* GOAL OF THE EXERCISE: Render the data below as a JSON list of strings, one string per line, omitting blank lines. Leave the pictures out of the list.

* Dataset entries:
--- start ---
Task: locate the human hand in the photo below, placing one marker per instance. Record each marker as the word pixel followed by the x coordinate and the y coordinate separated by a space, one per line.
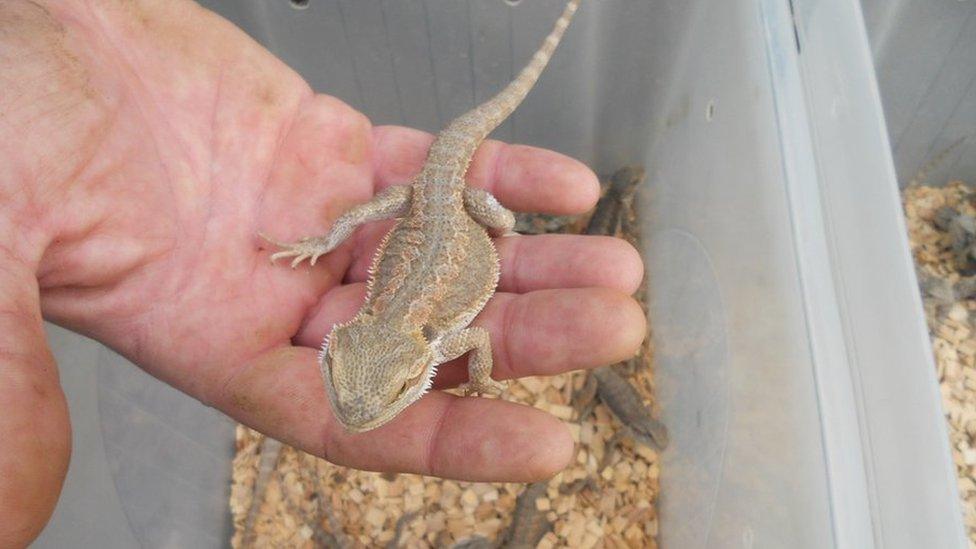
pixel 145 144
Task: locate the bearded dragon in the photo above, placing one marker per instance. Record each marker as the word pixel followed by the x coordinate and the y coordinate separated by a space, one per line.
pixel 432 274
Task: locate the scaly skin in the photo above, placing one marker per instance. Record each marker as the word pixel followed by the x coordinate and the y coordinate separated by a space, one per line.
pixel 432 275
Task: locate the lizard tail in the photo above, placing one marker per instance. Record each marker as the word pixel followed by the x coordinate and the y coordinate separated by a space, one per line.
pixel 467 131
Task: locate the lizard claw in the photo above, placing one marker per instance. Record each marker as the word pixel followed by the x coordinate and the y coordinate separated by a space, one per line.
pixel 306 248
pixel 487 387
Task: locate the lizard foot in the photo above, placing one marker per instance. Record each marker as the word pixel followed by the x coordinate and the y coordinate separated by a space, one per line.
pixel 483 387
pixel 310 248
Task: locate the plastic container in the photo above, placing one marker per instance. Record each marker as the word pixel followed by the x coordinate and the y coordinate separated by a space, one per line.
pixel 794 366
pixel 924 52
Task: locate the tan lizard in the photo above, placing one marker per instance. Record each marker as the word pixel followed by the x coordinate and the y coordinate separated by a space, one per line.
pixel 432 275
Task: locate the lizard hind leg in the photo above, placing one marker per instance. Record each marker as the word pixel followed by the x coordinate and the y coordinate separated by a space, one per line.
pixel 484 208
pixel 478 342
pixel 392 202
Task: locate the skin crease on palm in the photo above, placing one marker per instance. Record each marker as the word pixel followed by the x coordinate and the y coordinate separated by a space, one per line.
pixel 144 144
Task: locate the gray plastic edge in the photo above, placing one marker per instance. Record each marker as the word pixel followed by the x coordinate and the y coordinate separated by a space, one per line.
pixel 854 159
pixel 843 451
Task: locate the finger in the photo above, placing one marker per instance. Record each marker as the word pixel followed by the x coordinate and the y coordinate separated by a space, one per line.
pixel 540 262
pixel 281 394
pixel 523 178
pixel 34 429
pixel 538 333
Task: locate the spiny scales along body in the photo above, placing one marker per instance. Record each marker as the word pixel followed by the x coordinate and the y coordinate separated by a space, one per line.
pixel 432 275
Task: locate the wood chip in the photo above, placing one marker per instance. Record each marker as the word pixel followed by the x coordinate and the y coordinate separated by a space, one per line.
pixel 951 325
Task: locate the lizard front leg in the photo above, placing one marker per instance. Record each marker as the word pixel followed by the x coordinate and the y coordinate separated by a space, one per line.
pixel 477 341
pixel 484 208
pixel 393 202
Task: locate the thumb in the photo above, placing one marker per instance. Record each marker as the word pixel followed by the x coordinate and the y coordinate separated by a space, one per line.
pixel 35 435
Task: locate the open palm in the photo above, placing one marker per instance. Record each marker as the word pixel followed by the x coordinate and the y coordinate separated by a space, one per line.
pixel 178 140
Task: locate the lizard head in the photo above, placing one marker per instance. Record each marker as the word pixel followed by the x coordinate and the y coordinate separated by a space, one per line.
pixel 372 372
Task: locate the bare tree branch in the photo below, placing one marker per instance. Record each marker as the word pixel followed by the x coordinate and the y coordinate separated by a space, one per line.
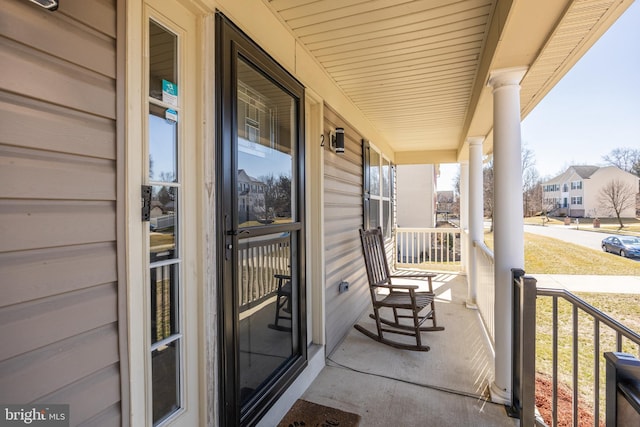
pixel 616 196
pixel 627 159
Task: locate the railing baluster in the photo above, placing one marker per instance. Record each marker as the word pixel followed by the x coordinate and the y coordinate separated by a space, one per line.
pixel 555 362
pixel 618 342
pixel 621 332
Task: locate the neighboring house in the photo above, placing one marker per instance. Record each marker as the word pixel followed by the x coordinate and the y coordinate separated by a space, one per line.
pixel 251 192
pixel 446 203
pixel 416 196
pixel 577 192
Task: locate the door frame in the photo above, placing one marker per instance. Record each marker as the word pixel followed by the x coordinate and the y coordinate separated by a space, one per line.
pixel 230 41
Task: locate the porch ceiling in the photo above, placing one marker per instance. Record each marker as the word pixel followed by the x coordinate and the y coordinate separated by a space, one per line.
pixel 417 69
--- end ---
* TASK RESPONSE:
[
  "Task: locate the human hand in the photo below, placing one marker per instance. Record each marker as the word pixel followed by the x coordinate and the y coordinate separated by a space, one per line.",
  "pixel 145 144",
  "Task: locate the bearded dragon in the photo above, placing one marker per instance. Record each marker as the word pixel followed by the x coordinate and the y coordinate separated by a space, one per line.",
  "pixel 432 274",
  "Task: locate the scaly skin in the photo above, placing one marker per instance. Record each marker as the word pixel followed by the x coordinate and the y coordinate separated by a space, one per line.",
  "pixel 432 275",
  "Task: locate the lizard tail in the photo above, placing one marker per instance. Record each marker as the word pixel followed by the x coordinate and the y coordinate separated by a space, one per line.",
  "pixel 467 131",
  "Task: locate the lizard claw in the photo above, placing one marker per instance. Record each marker as the word pixel followed by the x coordinate and the y coordinate separated by a space, one per line.",
  "pixel 306 248",
  "pixel 487 387",
  "Task: locate the lizard foot in the photo above, placing one marker per instance. Record each marker as the word pixel followed by the x coordinate and the y coordinate separated by a space, one per line.",
  "pixel 483 387",
  "pixel 310 248",
  "Task: locate the plastic container in the photo above, placing one marker per instance. Record each marker as the word pixel followed by the x coordinate and the y coordinate separated by a space, one per line.",
  "pixel 794 366",
  "pixel 924 52",
  "Task: locate the tan lizard in the photo above, placing one marker per instance. Record each marker as the word pixel followed by the x coordinate and the y coordinate separated by a space, one per line.",
  "pixel 432 275",
  "Task: locate the lizard hind leg in the photo above, placing one marker per instance. Record each marker as the word pixel followed by the x coordinate and the y coordinate separated by a space, one per line.",
  "pixel 484 208",
  "pixel 478 342",
  "pixel 392 202",
  "Task: locate the skin crease on palm in the photo above, placing one marker per instance. Record each marker as the word pixel followed by the x coordinate and the y coordinate separated by a space, one per line.",
  "pixel 144 144",
  "Task: locate the gray plastic edge in the photo above, placing one marker per instance. Record each marker as the word pixel followed by the x coordinate and the y coordinate separated by a space, one per line.",
  "pixel 854 159",
  "pixel 843 451",
  "Task: locate the finger in the photo above, placing one marker per instance. Record each marker as the word pixel followed by the x coordinate and the y coordinate separated by a space, one per line.",
  "pixel 540 262",
  "pixel 281 394",
  "pixel 523 178",
  "pixel 34 429",
  "pixel 538 333",
  "Task: locate the spiny scales along body in the photo above, placing one marker per instance. Record each marker as the word pixel followed by the x coordinate and the y coordinate separated by a space, one per line.",
  "pixel 432 275",
  "Task: locate the wood chip in the photo above, placing one marker per instance. Record each marker as the word pixel followed by the x coordinate and the y coordinate separated by a space, one per line.",
  "pixel 951 325",
  "Task: locate the lizard front leg in the photo above, placing one marker per instance. Record each marker as the word pixel followed by the x coordinate and the y coordinate separated by a space, one per line.",
  "pixel 477 341",
  "pixel 484 208",
  "pixel 393 202",
  "Task: locate the thumb in the photo above, placing one marker per instance. Record each marker as the word pixel followed by the x coordinate and the y coordinate separated by a space, one per line.",
  "pixel 35 435",
  "Task: locate the open palm in the photo above, placing one marker per instance. Record each marker as the word pixel followed by the x coordinate and the y coordinate separated by a space, one per line.",
  "pixel 178 140",
  "Task: locate the lizard head in the photo above, placing one marker per instance. Record each marker as the word pixel followed by the x coordinate and the y coordinate separated by a space, one per line.",
  "pixel 372 372",
  "Task: locate the bare tree branch in the photo below, placing one marker per instance. Record each marker as the word pixel followed by the x coordinate and the y coordinate separated by a space, one per line.",
  "pixel 616 196",
  "pixel 627 159",
  "Task: locate the railing baluster in the photo above, placing one marker per instance. Record each marker as the word pixel followed by the x coordinate and the y coordinate separated by a space, one per line.",
  "pixel 555 362",
  "pixel 618 342",
  "pixel 621 332",
  "Task: locate the neighboring house in the photo above, placing one marker per instance. Record each marker as the word pixel followed by the x coordinate and the y coordinate separated by a space, one per line.",
  "pixel 251 192",
  "pixel 446 203",
  "pixel 416 196",
  "pixel 577 192",
  "Task: locate the door frame in the photo above, placing one marker per instance. Record each marker as the word pixel followed by the x coordinate and the y coordinate separated by a space, one per line.",
  "pixel 230 41",
  "Task: locate the porch ceiling in the photo above, placing one marker per instance. Record each marker as the word pixel followed by the x coordinate and the y coordinate separated by a space, one per line.",
  "pixel 417 69"
]